-- FRAGMENTO DEL DOCUMENTO --
● ● ● ● ● ● ●
En general, las películas del Marvel Cinematic Universe (MCU) se sustentan y definen –al menos desde la subvalorada The Avengers (2012)– en torno a la presentación espectacular de epopeyas visuales. Historias vertiginosas abundantes en recursos que recuerdan mucho de la vida actual urbana de las audiencias que las disfrutan: tan efervescentes como hipermodernizadas. En este sentido, una película del Universo Marvel es, de alguna forma, un producto marcadamente contemporáneo. Lo cual es ventajoso porque un observador atento (tanto de ahora como del futuro) podría encontrar los puntos comunes que proyectan, en la película, las obsesiones del autor, pero también del momento que las engendró. Lo cual, también, es desventajoso porque recurren a códigos que con el tiempo se vuelven típicos y monótonos en su estridencia estéril. De ahí quizá el olfato de estas producciones por integrar no sólo nuevos personajes con sus respectivos universos, sino que encomendárselas a equipos con talento visual y narrativo para mantener la calidad de la maquinaria a flote. Contar buenas historias, o al menos lo suficientemente buenas, siempre vende tickets.
Black Panther, en este sentido, es una apuesta curiosa para expandir el Universo, porque sorprende en su temática, además de resultar convencional al tiempo que arriesgada ¿Cómo se explica esto?
Esta historia parte con otra historia. Una voz en off le cuenta a quien parece ser el hijo de esa voz, la historia de Wakanda, nación monárquica ficticia enclavada en algún lugar de África. El relato alude a su origen divino y a cómo ha subsistido durante siglos con una economía que se ha basado en la explotación prudente de un material que les ha permitido el progreso mediante numerosos avances tecnológicos: el vibranium. Más que ser el sueldo del país, el mineral se acerca más a una suerte de maná del que todos se benefician de un modo u otro. Por otro lado, Wakanda es una nación próspera aunque aislada en la medida que permanece escondida bajo un manto selvático. Wakanda parece pobre. En este contexto, T’Challa (Chadwick Boseman), príncipe heredero, debe hacerse con el trono ante la muerte del rey. Sin embargo, dicha asunción no es tan sencilla, ya que –como todo gobernante– el rey anterior escondió una negligencia terrible pero necesaria para la supervivencia de su pueblo. Entonces, la pregunta queda instalada ¿Cómo es posible sostener un gobierno cuando se sabe que dicho mandato se sostiene en una fechoría indecible?
Black Panther –película basada en la historieta homónima de nombre ilustre–, en este caso, se preocupa por temáticas que no necesitan metaforizarse demasiado para esconder su potencial sorpresivamente… ¿libertario?. Cómo se heredan los legados, cómo se convive con la imagen trastocada de un líder intachable y cuál es el tipo de gobierno a instituir son temas habituales en historias con alusiones monárquicas, pero que en este caso adquieren una dimensión geopolítica y coyuntural que gana al dinamizar y otorgar frescura a la narración y sus supuestos. Porque, curiosamente, Wakanda es un territorio africano y próspero que tiene que lidiar con la desigualdad de sus vecinos. Un paraíso ubicado en un lugar privilegiado que, como todo paraíso, funciona en la medida que deja fuera demasiada injusticia como para torcerle la vista. T’Challa, en este caso, comanda una nación que debe hacer frente a la pregunta más urgente de todas: como hilvanar, con éxito, prosperidad y equidad.
● ● ● ● ● ● ●
Entradas de datos almacenados:
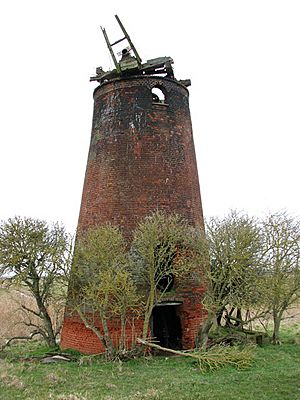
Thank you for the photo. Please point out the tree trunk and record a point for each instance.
(50, 338)
(276, 328)
(203, 336)
(107, 339)
(148, 313)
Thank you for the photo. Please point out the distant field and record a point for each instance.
(274, 375)
(11, 316)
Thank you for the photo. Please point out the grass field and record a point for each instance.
(275, 374)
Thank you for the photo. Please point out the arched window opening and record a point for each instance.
(158, 95)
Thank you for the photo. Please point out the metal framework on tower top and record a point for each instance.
(130, 64)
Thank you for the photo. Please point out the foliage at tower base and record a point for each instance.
(36, 256)
(164, 248)
(102, 289)
(254, 267)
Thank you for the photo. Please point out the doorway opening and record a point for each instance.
(166, 326)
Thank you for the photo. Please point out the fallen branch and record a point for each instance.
(216, 357)
(156, 346)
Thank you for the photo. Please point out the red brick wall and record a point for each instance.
(141, 158)
(141, 155)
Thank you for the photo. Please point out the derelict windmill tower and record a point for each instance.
(141, 158)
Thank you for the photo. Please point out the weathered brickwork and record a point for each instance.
(141, 158)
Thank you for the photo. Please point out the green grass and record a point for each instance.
(274, 375)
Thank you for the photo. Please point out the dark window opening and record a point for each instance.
(158, 95)
(166, 327)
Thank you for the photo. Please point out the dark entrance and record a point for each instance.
(166, 326)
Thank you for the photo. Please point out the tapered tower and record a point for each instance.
(141, 159)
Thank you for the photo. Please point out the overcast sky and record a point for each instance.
(244, 62)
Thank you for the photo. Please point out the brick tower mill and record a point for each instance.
(141, 159)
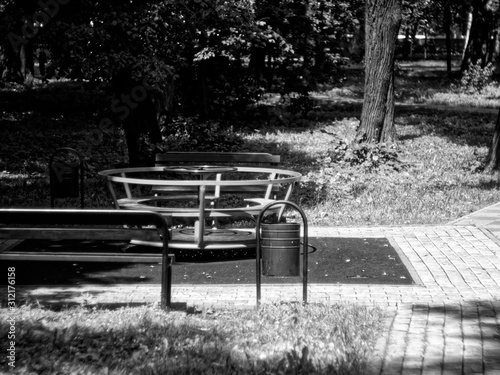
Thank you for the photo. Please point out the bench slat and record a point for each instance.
(79, 233)
(82, 257)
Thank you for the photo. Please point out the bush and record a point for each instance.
(476, 78)
(186, 134)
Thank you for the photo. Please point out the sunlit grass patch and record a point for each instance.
(286, 338)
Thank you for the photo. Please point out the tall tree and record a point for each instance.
(382, 21)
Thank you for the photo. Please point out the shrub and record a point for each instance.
(186, 134)
(476, 78)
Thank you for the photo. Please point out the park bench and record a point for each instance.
(100, 225)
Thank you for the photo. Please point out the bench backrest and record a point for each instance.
(98, 225)
(243, 158)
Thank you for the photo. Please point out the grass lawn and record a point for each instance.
(277, 339)
(431, 175)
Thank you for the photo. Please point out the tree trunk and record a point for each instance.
(447, 28)
(493, 158)
(383, 18)
(137, 113)
(467, 35)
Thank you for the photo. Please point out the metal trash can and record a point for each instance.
(280, 247)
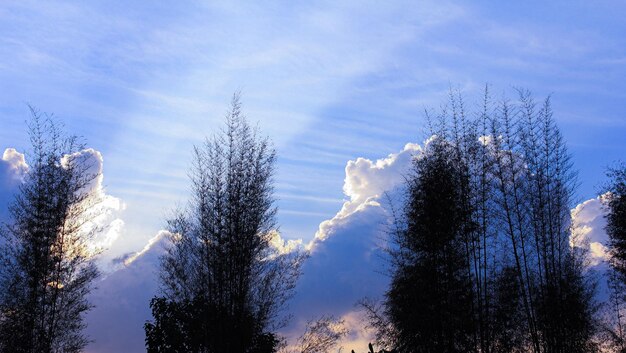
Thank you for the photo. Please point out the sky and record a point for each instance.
(340, 88)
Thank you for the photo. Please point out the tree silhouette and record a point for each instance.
(47, 264)
(429, 300)
(220, 261)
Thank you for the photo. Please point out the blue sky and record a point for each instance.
(329, 82)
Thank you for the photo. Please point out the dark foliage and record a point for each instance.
(616, 219)
(47, 268)
(484, 261)
(429, 301)
(220, 261)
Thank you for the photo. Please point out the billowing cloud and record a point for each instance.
(105, 215)
(13, 168)
(122, 301)
(588, 229)
(347, 261)
(365, 182)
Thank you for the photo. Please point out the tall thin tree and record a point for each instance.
(221, 260)
(47, 265)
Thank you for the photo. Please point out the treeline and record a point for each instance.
(482, 252)
(484, 258)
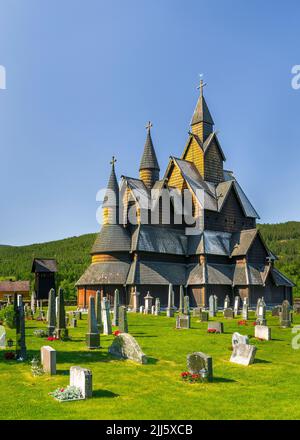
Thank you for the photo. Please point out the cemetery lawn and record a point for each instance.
(268, 389)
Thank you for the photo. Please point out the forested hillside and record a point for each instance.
(73, 255)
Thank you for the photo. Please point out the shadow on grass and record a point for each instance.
(104, 393)
(222, 380)
(261, 361)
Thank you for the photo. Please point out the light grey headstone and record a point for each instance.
(48, 359)
(237, 339)
(285, 315)
(157, 307)
(236, 305)
(226, 302)
(82, 378)
(2, 337)
(198, 361)
(183, 322)
(243, 354)
(107, 330)
(212, 306)
(125, 346)
(218, 326)
(228, 314)
(263, 332)
(148, 304)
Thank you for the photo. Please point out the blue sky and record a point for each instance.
(85, 76)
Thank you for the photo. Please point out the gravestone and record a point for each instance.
(204, 317)
(197, 312)
(61, 315)
(92, 336)
(183, 321)
(170, 309)
(98, 311)
(106, 317)
(116, 308)
(51, 312)
(243, 354)
(148, 304)
(237, 339)
(228, 314)
(21, 351)
(73, 322)
(33, 302)
(135, 301)
(123, 323)
(285, 315)
(216, 303)
(261, 312)
(186, 308)
(125, 346)
(212, 306)
(236, 305)
(2, 337)
(227, 302)
(262, 332)
(82, 378)
(198, 361)
(181, 300)
(245, 312)
(157, 307)
(218, 326)
(48, 359)
(276, 311)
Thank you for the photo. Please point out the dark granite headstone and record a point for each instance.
(199, 361)
(218, 326)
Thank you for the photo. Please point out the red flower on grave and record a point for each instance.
(9, 355)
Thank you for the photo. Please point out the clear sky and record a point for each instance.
(85, 76)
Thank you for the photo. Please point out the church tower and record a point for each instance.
(149, 168)
(111, 199)
(202, 122)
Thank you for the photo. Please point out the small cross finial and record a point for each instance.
(113, 161)
(149, 125)
(202, 84)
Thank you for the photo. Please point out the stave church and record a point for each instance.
(149, 239)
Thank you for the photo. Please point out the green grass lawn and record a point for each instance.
(268, 389)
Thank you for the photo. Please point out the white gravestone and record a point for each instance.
(82, 378)
(263, 332)
(237, 339)
(2, 337)
(243, 354)
(48, 360)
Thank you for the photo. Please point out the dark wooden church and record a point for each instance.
(227, 255)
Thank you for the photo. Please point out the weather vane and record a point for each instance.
(202, 84)
(113, 161)
(149, 125)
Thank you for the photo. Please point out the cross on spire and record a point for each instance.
(113, 161)
(149, 125)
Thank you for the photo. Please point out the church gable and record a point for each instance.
(257, 253)
(195, 154)
(213, 164)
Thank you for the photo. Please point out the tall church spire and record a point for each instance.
(111, 199)
(149, 168)
(202, 122)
● ● ● ● ● ● ●
-- TAREA ESCRITA A --
Responde estas preguntas a partir del texto sobre Black Panther:
(i) ¿Cómo se llama el material en cuya explotación se basa la economía de Wakanda?
(ii) ¿Qué actor interpreta a T’Challa?
(iii) ¿Qué película de 2012 menciona el texto como punto desde el cual se definen las películas del MCU?
-- TAREA ESCRITA B --
Enumera los temas que, según el texto sobre Black Panther, son habituales en historias con alusiones monárquicas.

-- RESULTADO DEL EJERCICIO A --
(i) El vibranium.
(ii) Chadwick Boseman.
(iii) The Avengers.

-- RESULTADO DEL EJERCICIO B --
- Cómo se heredan los legados.
- Cómo se convive con la imagen trastocada de un líder intachable.
- Cuál es el tipo de gobierno a instituir.